[TASK ITEM]:
What is needed is the full listing written out exactly, minus the pictures.

[GIVEN DATA]:

┄┄┄┄┄┄

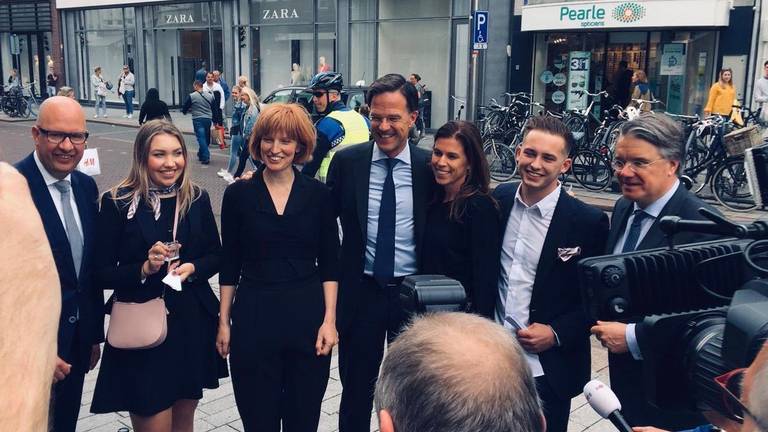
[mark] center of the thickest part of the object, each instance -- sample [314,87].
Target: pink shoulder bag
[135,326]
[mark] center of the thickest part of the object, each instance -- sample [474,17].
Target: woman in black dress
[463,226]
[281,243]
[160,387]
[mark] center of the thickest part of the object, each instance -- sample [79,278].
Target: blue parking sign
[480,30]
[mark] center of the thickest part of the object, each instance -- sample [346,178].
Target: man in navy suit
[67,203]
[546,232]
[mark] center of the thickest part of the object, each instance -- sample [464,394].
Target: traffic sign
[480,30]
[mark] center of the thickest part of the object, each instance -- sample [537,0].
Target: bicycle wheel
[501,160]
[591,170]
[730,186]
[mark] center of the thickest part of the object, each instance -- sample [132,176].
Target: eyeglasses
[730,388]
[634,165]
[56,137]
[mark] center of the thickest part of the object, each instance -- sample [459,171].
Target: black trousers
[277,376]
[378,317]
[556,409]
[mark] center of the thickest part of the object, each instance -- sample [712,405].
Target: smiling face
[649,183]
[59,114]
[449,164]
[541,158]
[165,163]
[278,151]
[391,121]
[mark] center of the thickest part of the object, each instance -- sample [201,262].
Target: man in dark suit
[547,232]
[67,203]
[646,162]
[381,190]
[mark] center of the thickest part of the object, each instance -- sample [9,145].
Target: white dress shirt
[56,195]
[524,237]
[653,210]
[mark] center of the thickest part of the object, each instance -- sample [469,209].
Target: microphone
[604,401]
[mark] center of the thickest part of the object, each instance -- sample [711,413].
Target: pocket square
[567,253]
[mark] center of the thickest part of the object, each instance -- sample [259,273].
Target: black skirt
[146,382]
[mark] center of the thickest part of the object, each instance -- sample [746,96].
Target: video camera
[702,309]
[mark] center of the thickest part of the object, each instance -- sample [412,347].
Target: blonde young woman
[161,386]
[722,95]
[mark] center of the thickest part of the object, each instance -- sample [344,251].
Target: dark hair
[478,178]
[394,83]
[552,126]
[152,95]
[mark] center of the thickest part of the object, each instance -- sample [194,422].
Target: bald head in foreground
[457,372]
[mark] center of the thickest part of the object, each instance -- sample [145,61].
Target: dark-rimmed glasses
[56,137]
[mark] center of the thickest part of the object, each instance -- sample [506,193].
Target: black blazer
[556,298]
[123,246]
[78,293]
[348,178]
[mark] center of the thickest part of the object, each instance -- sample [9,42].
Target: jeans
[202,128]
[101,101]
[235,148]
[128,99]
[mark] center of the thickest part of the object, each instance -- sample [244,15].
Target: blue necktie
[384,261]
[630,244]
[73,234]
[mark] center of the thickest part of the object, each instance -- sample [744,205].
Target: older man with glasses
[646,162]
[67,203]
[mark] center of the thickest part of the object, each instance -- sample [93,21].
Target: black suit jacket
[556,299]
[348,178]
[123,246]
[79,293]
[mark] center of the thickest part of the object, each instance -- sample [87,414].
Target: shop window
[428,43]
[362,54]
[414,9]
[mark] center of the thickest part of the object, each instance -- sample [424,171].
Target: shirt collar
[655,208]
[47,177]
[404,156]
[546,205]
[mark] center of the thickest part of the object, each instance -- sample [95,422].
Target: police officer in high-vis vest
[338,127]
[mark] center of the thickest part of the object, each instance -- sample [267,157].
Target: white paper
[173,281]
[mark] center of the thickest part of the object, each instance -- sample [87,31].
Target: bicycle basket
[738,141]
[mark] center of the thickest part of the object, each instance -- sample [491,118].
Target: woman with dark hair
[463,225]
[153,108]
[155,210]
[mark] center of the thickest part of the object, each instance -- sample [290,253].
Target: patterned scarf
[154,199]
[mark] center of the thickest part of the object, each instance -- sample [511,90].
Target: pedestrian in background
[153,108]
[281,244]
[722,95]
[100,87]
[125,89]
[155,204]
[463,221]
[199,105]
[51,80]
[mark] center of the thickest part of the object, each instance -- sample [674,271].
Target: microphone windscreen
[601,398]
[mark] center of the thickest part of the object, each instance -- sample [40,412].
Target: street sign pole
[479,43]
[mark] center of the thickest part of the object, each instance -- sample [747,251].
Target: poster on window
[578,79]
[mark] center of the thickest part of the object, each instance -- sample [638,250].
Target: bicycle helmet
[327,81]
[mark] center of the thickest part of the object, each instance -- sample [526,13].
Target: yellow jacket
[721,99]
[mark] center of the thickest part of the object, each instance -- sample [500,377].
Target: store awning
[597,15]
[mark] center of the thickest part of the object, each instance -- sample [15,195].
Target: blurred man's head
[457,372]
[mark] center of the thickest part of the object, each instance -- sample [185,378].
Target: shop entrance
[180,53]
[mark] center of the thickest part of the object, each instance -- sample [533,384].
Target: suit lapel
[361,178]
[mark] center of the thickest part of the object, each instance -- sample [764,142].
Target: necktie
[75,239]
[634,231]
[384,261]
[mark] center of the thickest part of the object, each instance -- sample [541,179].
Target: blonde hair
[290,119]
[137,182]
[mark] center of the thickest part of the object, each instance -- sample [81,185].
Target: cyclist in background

┄┄┄┄┄┄

[ANSWER]:
[mark] center of the thickest part of the object, each instance -- sample [314,87].
Target: pink shoulder bag
[135,326]
[mark] center of the thickest part of the object, each instance -- sample [474,17].
Target: woman in black dress
[463,226]
[281,243]
[160,387]
[mark] center of the thickest part of the object, each instance -- sample [79,278].
Target: blue parking sign
[480,30]
[mark] center of the thickest part of the object, each instance -- sample [346,178].
Target: man in navy suit
[67,203]
[546,232]
[mark] center of the thickest part of the object, each instance -- sample [464,394].
Target: traffic sign
[480,30]
[mark] center of the thickest part of the object, each instance -- sample [537,0].
Target: bicycle wheel
[501,160]
[591,170]
[730,186]
[mark] center of the thickest part of the object, each instance -- sample [132,176].
Target: eyeglasses
[730,388]
[634,165]
[56,137]
[mark] center of the thickest part of the object, each instance -- sample [459,171].
Target: black trousers
[277,376]
[378,317]
[556,409]
[mark] center of the thickest part of the object, each instance -- sample [712,405].
Target: smiling face
[649,183]
[59,114]
[449,164]
[541,158]
[165,163]
[278,151]
[391,121]
[mark] center of the thickest part of the object, each instance -- sample [201,262].
Target: man in dark suit
[547,232]
[67,203]
[646,162]
[381,190]
[mark] center of the thickest part of the object, each instance -- sample [9,145].
Target: white dress shirt
[56,195]
[524,237]
[653,210]
[mark] center of the thickest part of the object, each instance -- sample [469,209].
Target: microphone
[604,401]
[mark] center of the thickest part of the object, each instance -- sample [711,413].
Target: pocket square
[567,253]
[mark] center of the thickest part of the object, each instance -- sample [259,273].
Target: black skirt
[146,382]
[mark] center of the thickest part of the object, each instance -- sample [746,96].
Target: video camera
[702,309]
[mark] center of the thickest part of the object, each instance -- sample [412,347].
Target: blonde young woman
[161,386]
[722,95]
[mark] center of the thickest part of the object, each instance -- sample [344,251].
Target: dark hair
[478,178]
[394,83]
[552,126]
[152,95]
[mark] center of the thickest part of the object, each instance -- sample [194,422].
Target: bald head in foreground
[457,372]
[mark] center of the thickest part of the object, each instance -- sample [145,61].
Target: dark-rimmed glasses
[56,137]
[mark] center of the thickest part of the object, each instance -- sample [506,193].
Target: black blazer
[556,298]
[123,246]
[78,293]
[348,178]
[mark] center of the thickest part of the object, each instance -- sample [9,42].
Target: jeans
[202,128]
[101,101]
[235,148]
[128,99]
[mark] center of the thickest part of the object, each instance -- sample [244,15].
Target: blue necktie
[384,261]
[630,244]
[73,234]
[mark] center of the thickest part of the object, each instance -- sample [744,205].
Target: older man with glasses
[646,162]
[67,203]
[mark] center of the thickest part of the object, each instance -- sample [93,21].
Target: black suit jacket
[556,299]
[348,178]
[123,246]
[79,293]
[mark] center of the thickest part of the object, each instance -- sample [87,414].
Target: shop window
[428,43]
[362,54]
[414,9]
[mark] center of the thickest part of the object, each instance -- sample [424,171].
Target: shirt collar
[655,208]
[47,177]
[404,156]
[546,205]
[mark] center of the thickest part of the object, each instance -- sample [95,422].
Target: police officer in high-vis vest
[338,127]
[mark] center of the thickest part of the object, each instance -- sample [267,157].
Target: white paper
[173,281]
[mark] center of the thickest part of the object, each instance -- sample [87,31].
Target: bicycle basket
[738,141]
[mark] center of the thickest part of the object, each instance -- sample [491,118].
Target: woman with dark hair
[463,225]
[153,108]
[155,210]
[mark] center of the thickest part of the object, each instance -- sample [290,253].
Target: patterned scarf
[154,199]
[mark] center of the thickest part of the object, each instance -- sample [511,90].
Target: pedestrian in background
[153,108]
[281,244]
[722,95]
[100,87]
[125,89]
[155,204]
[463,221]
[199,105]
[51,80]
[mark] center of the thickest part of the object, each instance -- sample [674,271].
Target: microphone windscreen
[601,398]
[mark] center of the thickest part of the object, each instance -- sample [40,412].
Target: street sign pole
[479,43]
[mark] center of the thickest part of the object, each instance -- sample [747,251].
Target: poster on window
[578,79]
[mark] center of the thickest part of the object, each instance -- sample [638,250].
Target: bicycle helmet
[327,81]
[mark] center of the thickest part of the object, each instance -- sample [526,13].
Target: yellow jacket
[721,99]
[mark] center of the thickest part of the object, each instance -- sample [500,377].
Target: store awning
[597,15]
[mark] center of the thickest part of the object, each instance -- sample [15,195].
Target: blurred man's head
[457,372]
[mark] center of the thickest part of the object, each instance -- sample [185,378].
Target: shop entrance
[180,53]
[mark] center of the thickest part of the object, each instance -- sample [533,384].
Target: suit lapel
[361,178]
[mark] center of the thickest part of the object, each instance -- sample [764,142].
Target: necktie
[75,239]
[634,231]
[384,261]
[mark] center of the thickest part of the object, each instance -- sample [541,179].
Target: blonde hair
[290,119]
[137,182]
[mark] center of the thickest part of the object, each instance -- sample [81,185].
Target: cyclist in background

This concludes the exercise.